Task statement
Rewrite the entries from the line with "Mark every instance of ocean." to the line with "left=9, top=99, right=291, bottom=220", including both of those lines, and shift every coordinate in the answers up by 68. Copy the request line unchanged.

Excerpted records

━━━━

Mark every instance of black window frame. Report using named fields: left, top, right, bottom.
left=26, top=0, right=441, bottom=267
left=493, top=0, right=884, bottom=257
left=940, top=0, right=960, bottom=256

━━━━

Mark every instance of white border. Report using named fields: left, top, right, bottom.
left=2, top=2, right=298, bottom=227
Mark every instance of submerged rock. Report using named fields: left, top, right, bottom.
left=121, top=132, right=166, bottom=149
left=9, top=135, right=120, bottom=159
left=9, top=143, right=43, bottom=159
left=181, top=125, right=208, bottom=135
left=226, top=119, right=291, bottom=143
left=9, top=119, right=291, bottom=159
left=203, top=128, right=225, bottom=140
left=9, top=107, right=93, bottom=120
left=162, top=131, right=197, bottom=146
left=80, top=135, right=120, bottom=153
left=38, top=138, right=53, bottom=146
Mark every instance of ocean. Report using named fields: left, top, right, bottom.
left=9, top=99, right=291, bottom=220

━━━━

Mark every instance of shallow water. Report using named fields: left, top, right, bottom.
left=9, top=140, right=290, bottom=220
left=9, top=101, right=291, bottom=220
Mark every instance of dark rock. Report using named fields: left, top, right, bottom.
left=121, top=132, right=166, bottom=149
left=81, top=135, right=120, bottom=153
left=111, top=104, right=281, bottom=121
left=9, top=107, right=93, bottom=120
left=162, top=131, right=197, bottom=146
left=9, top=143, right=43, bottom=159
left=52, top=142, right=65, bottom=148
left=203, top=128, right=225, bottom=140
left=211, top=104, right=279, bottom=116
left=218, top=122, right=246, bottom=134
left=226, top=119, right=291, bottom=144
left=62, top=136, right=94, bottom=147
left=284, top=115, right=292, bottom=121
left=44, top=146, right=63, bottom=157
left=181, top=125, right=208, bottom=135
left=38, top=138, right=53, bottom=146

━━━━

Result for this exercise
Mark every instance of ocean. Report using named fields: left, top, right, bottom.
left=77, top=167, right=359, bottom=288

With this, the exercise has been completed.